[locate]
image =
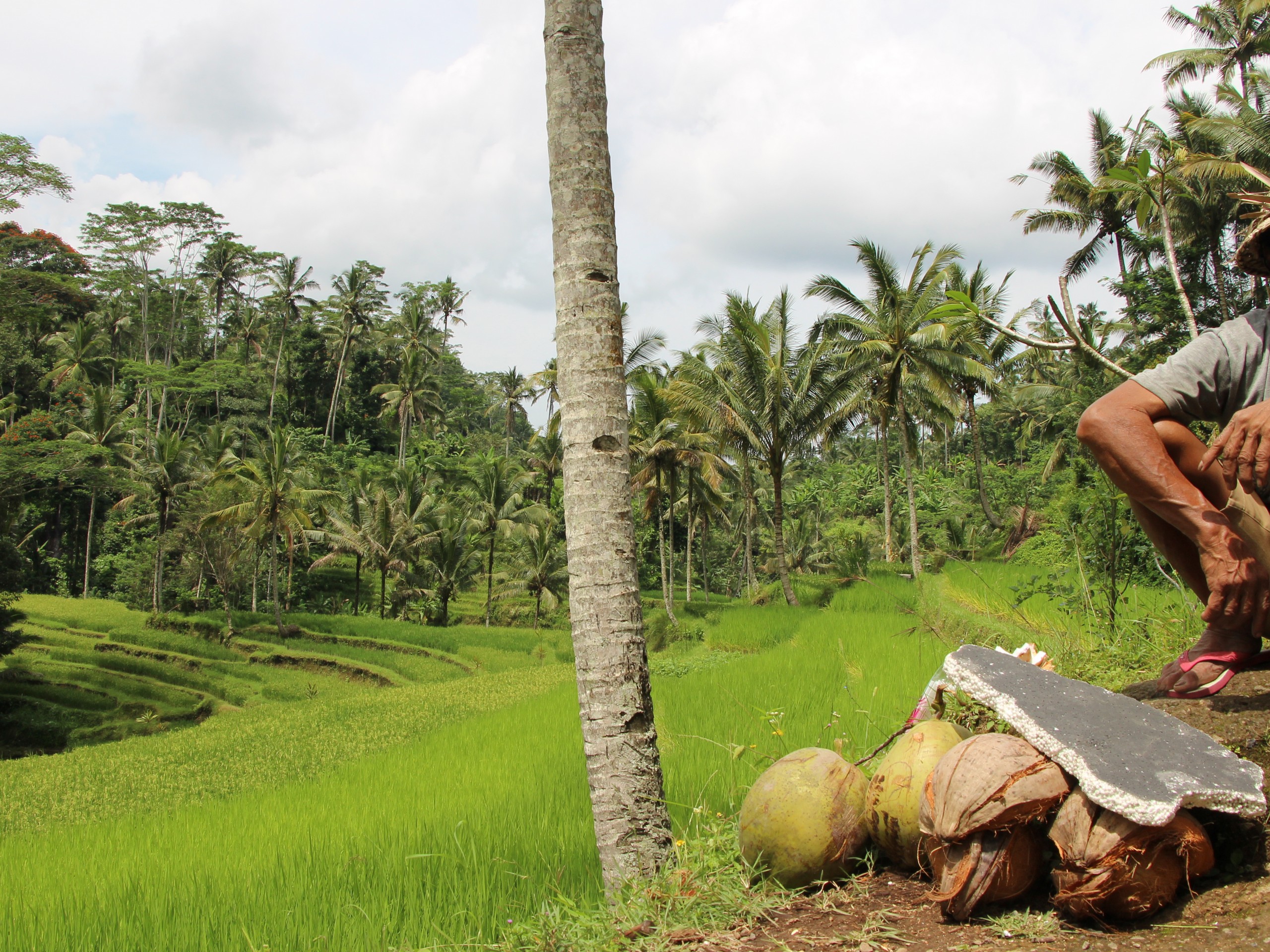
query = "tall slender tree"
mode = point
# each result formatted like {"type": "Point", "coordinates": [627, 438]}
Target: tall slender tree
{"type": "Point", "coordinates": [497, 486]}
{"type": "Point", "coordinates": [624, 769]}
{"type": "Point", "coordinates": [783, 395]}
{"type": "Point", "coordinates": [290, 293]}
{"type": "Point", "coordinates": [103, 425]}
{"type": "Point", "coordinates": [899, 334]}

▶ [Task instructions]:
Set down the data above verbatim, omitting every image.

▶ [Solution below]:
[locate]
image =
query = "tall slender tree"
mode = point
# each result formatted like {"type": "Point", "coordinates": [627, 438]}
Target: tall slender tree
{"type": "Point", "coordinates": [497, 486]}
{"type": "Point", "coordinates": [624, 769]}
{"type": "Point", "coordinates": [783, 395]}
{"type": "Point", "coordinates": [290, 293]}
{"type": "Point", "coordinates": [103, 425]}
{"type": "Point", "coordinates": [899, 334]}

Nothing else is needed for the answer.